» Directions for this task: Among the records below, one line contains "Identify the wooden"; copy that line and all that follow it, exactly as written.

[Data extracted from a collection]
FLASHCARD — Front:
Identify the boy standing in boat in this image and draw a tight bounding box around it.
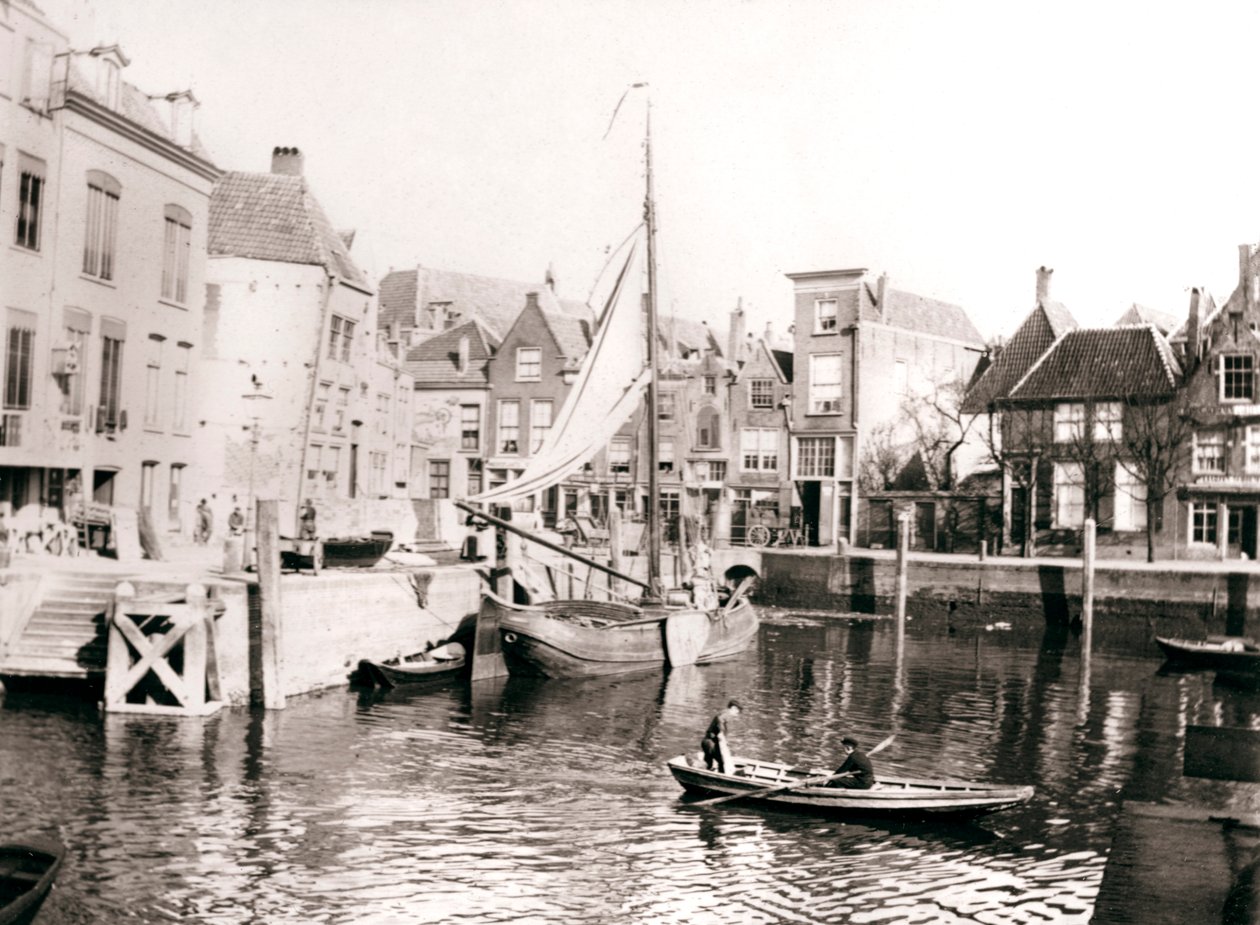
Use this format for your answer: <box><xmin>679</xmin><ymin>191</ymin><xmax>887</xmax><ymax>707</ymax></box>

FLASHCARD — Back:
<box><xmin>827</xmin><ymin>736</ymin><xmax>875</xmax><ymax>789</ymax></box>
<box><xmin>701</xmin><ymin>699</ymin><xmax>742</xmax><ymax>774</ymax></box>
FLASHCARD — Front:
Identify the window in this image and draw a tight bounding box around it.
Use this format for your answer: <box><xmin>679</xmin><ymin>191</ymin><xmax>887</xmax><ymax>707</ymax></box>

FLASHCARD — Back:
<box><xmin>168</xmin><ymin>464</ymin><xmax>184</xmax><ymax>528</ymax></box>
<box><xmin>370</xmin><ymin>451</ymin><xmax>388</xmax><ymax>495</ymax></box>
<box><xmin>314</xmin><ymin>382</ymin><xmax>331</xmax><ymax>430</ymax></box>
<box><xmin>328</xmin><ymin>316</ymin><xmax>355</xmax><ymax>362</ymax></box>
<box><xmin>144</xmin><ymin>334</ymin><xmax>164</xmax><ymax>428</ymax></box>
<box><xmin>1095</xmin><ymin>401</ymin><xmax>1122</xmax><ymax>441</ymax></box>
<box><xmin>467</xmin><ymin>458</ymin><xmax>483</xmax><ymax>495</ymax></box>
<box><xmin>4</xmin><ymin>309</ymin><xmax>36</xmax><ymax>410</ymax></box>
<box><xmin>161</xmin><ymin>205</ymin><xmax>192</xmax><ymax>303</ymax></box>
<box><xmin>703</xmin><ymin>376</ymin><xmax>716</xmax><ymax>395</ymax></box>
<box><xmin>815</xmin><ymin>298</ymin><xmax>838</xmax><ymax>333</ymax></box>
<box><xmin>99</xmin><ymin>320</ymin><xmax>125</xmax><ymax>430</ymax></box>
<box><xmin>750</xmin><ymin>379</ymin><xmax>774</xmax><ymax>409</ymax></box>
<box><xmin>894</xmin><ymin>360</ymin><xmax>908</xmax><ymax>396</ymax></box>
<box><xmin>1194</xmin><ymin>431</ymin><xmax>1226</xmax><ymax>474</ymax></box>
<box><xmin>1222</xmin><ymin>354</ymin><xmax>1255</xmax><ymax>402</ymax></box>
<box><xmin>376</xmin><ymin>392</ymin><xmax>389</xmax><ymax>435</ymax></box>
<box><xmin>334</xmin><ymin>386</ymin><xmax>350</xmax><ymax>433</ymax></box>
<box><xmin>429</xmin><ymin>460</ymin><xmax>450</xmax><ymax>498</ymax></box>
<box><xmin>21</xmin><ymin>39</ymin><xmax>51</xmax><ymax>112</ymax></box>
<box><xmin>693</xmin><ymin>459</ymin><xmax>726</xmax><ymax>483</ymax></box>
<box><xmin>697</xmin><ymin>407</ymin><xmax>720</xmax><ymax>449</ymax></box>
<box><xmin>609</xmin><ymin>436</ymin><xmax>631</xmax><ymax>473</ymax></box>
<box><xmin>140</xmin><ymin>462</ymin><xmax>157</xmax><ymax>512</ymax></box>
<box><xmin>498</xmin><ymin>400</ymin><xmax>520</xmax><ymax>453</ymax></box>
<box><xmin>796</xmin><ymin>436</ymin><xmax>836</xmax><ymax>478</ymax></box>
<box><xmin>324</xmin><ymin>445</ymin><xmax>341</xmax><ymax>492</ymax></box>
<box><xmin>1114</xmin><ymin>463</ymin><xmax>1147</xmax><ymax>532</ymax></box>
<box><xmin>659</xmin><ymin>438</ymin><xmax>674</xmax><ymax>473</ymax></box>
<box><xmin>809</xmin><ymin>354</ymin><xmax>843</xmax><ymax>414</ymax></box>
<box><xmin>740</xmin><ymin>427</ymin><xmax>778</xmax><ymax>471</ymax></box>
<box><xmin>1192</xmin><ymin>502</ymin><xmax>1218</xmax><ymax>544</ymax></box>
<box><xmin>83</xmin><ymin>172</ymin><xmax>120</xmax><ymax>281</ymax></box>
<box><xmin>1053</xmin><ymin>403</ymin><xmax>1085</xmax><ymax>443</ymax></box>
<box><xmin>530</xmin><ymin>399</ymin><xmax>552</xmax><ymax>453</ymax></box>
<box><xmin>1053</xmin><ymin>461</ymin><xmax>1085</xmax><ymax>529</ymax></box>
<box><xmin>15</xmin><ymin>154</ymin><xmax>45</xmax><ymax>250</ymax></box>
<box><xmin>61</xmin><ymin>309</ymin><xmax>91</xmax><ymax>417</ymax></box>
<box><xmin>1247</xmin><ymin>426</ymin><xmax>1260</xmax><ymax>475</ymax></box>
<box><xmin>658</xmin><ymin>391</ymin><xmax>676</xmax><ymax>421</ymax></box>
<box><xmin>515</xmin><ymin>347</ymin><xmax>541</xmax><ymax>381</ymax></box>
<box><xmin>307</xmin><ymin>444</ymin><xmax>322</xmax><ymax>482</ymax></box>
<box><xmin>173</xmin><ymin>343</ymin><xmax>191</xmax><ymax>432</ymax></box>
<box><xmin>460</xmin><ymin>404</ymin><xmax>480</xmax><ymax>451</ymax></box>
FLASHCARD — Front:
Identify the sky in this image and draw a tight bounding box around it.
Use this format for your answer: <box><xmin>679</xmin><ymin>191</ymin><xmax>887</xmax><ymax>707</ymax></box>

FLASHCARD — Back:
<box><xmin>43</xmin><ymin>0</ymin><xmax>1260</xmax><ymax>342</ymax></box>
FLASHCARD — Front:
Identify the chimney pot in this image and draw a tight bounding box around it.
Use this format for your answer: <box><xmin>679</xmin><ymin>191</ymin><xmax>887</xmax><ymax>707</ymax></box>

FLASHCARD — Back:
<box><xmin>1036</xmin><ymin>266</ymin><xmax>1053</xmax><ymax>304</ymax></box>
<box><xmin>1188</xmin><ymin>288</ymin><xmax>1202</xmax><ymax>364</ymax></box>
<box><xmin>876</xmin><ymin>273</ymin><xmax>889</xmax><ymax>322</ymax></box>
<box><xmin>458</xmin><ymin>335</ymin><xmax>470</xmax><ymax>374</ymax></box>
<box><xmin>271</xmin><ymin>146</ymin><xmax>305</xmax><ymax>176</ymax></box>
<box><xmin>525</xmin><ymin>291</ymin><xmax>539</xmax><ymax>309</ymax></box>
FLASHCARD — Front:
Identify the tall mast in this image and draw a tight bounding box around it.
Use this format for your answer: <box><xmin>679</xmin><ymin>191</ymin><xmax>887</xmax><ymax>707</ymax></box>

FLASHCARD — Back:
<box><xmin>643</xmin><ymin>95</ymin><xmax>663</xmax><ymax>598</ymax></box>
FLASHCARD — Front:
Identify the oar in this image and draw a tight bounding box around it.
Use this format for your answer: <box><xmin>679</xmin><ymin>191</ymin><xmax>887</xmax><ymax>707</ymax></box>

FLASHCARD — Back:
<box><xmin>692</xmin><ymin>734</ymin><xmax>896</xmax><ymax>807</ymax></box>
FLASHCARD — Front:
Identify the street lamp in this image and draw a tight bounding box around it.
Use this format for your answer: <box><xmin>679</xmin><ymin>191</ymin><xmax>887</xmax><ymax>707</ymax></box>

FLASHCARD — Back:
<box><xmin>242</xmin><ymin>379</ymin><xmax>273</xmax><ymax>566</ymax></box>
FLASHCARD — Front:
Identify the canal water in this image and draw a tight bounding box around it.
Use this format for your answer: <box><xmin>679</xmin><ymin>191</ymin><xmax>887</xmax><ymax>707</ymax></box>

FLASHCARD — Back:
<box><xmin>4</xmin><ymin>609</ymin><xmax>1259</xmax><ymax>924</ymax></box>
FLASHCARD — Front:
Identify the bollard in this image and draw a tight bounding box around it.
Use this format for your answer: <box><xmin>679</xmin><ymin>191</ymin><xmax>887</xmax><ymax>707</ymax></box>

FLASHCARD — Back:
<box><xmin>979</xmin><ymin>539</ymin><xmax>987</xmax><ymax>562</ymax></box>
<box><xmin>895</xmin><ymin>513</ymin><xmax>910</xmax><ymax>628</ymax></box>
<box><xmin>1081</xmin><ymin>517</ymin><xmax>1096</xmax><ymax>642</ymax></box>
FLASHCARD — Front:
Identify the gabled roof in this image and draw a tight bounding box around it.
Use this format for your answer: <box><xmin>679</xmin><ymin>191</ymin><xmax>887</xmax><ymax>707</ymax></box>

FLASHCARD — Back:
<box><xmin>733</xmin><ymin>338</ymin><xmax>791</xmax><ymax>384</ymax></box>
<box><xmin>379</xmin><ymin>268</ymin><xmax>591</xmax><ymax>340</ymax></box>
<box><xmin>404</xmin><ymin>319</ymin><xmax>499</xmax><ymax>385</ymax></box>
<box><xmin>961</xmin><ymin>301</ymin><xmax>1079</xmax><ymax>413</ymax></box>
<box><xmin>772</xmin><ymin>349</ymin><xmax>794</xmax><ymax>383</ymax></box>
<box><xmin>659</xmin><ymin>316</ymin><xmax>724</xmax><ymax>358</ymax></box>
<box><xmin>1115</xmin><ymin>303</ymin><xmax>1178</xmax><ymax>335</ymax></box>
<box><xmin>1007</xmin><ymin>325</ymin><xmax>1180</xmax><ymax>402</ymax></box>
<box><xmin>209</xmin><ymin>172</ymin><xmax>369</xmax><ymax>289</ymax></box>
<box><xmin>1168</xmin><ymin>291</ymin><xmax>1220</xmax><ymax>342</ymax></box>
<box><xmin>862</xmin><ymin>284</ymin><xmax>985</xmax><ymax>345</ymax></box>
<box><xmin>541</xmin><ymin>310</ymin><xmax>593</xmax><ymax>362</ymax></box>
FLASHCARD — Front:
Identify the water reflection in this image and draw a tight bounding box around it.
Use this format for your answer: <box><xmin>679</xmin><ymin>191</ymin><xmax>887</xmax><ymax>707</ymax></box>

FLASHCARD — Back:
<box><xmin>4</xmin><ymin>609</ymin><xmax>1258</xmax><ymax>923</ymax></box>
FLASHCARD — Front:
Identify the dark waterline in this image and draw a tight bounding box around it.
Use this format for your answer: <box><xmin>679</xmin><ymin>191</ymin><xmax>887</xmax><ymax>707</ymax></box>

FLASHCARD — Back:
<box><xmin>4</xmin><ymin>610</ymin><xmax>1258</xmax><ymax>924</ymax></box>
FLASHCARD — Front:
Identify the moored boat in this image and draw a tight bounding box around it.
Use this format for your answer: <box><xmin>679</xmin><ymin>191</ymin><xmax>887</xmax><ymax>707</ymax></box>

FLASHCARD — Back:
<box><xmin>356</xmin><ymin>643</ymin><xmax>466</xmax><ymax>688</ymax></box>
<box><xmin>667</xmin><ymin>755</ymin><xmax>1034</xmax><ymax>818</ymax></box>
<box><xmin>1156</xmin><ymin>636</ymin><xmax>1260</xmax><ymax>673</ymax></box>
<box><xmin>0</xmin><ymin>838</ymin><xmax>64</xmax><ymax>925</ymax></box>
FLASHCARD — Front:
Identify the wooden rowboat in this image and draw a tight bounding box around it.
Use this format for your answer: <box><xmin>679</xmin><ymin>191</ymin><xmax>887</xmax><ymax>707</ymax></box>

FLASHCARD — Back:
<box><xmin>1156</xmin><ymin>636</ymin><xmax>1260</xmax><ymax>674</ymax></box>
<box><xmin>356</xmin><ymin>643</ymin><xmax>466</xmax><ymax>689</ymax></box>
<box><xmin>0</xmin><ymin>838</ymin><xmax>64</xmax><ymax>925</ymax></box>
<box><xmin>667</xmin><ymin>755</ymin><xmax>1034</xmax><ymax>818</ymax></box>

» Answer:
Identify the wooden rowboat in this image and draw a tight bounding box around it.
Use this format for your answer: <box><xmin>679</xmin><ymin>191</ymin><xmax>887</xmax><ymax>707</ymax></box>

FLASHCARD — Back:
<box><xmin>1156</xmin><ymin>636</ymin><xmax>1260</xmax><ymax>674</ymax></box>
<box><xmin>356</xmin><ymin>643</ymin><xmax>466</xmax><ymax>689</ymax></box>
<box><xmin>0</xmin><ymin>838</ymin><xmax>64</xmax><ymax>925</ymax></box>
<box><xmin>667</xmin><ymin>755</ymin><xmax>1034</xmax><ymax>818</ymax></box>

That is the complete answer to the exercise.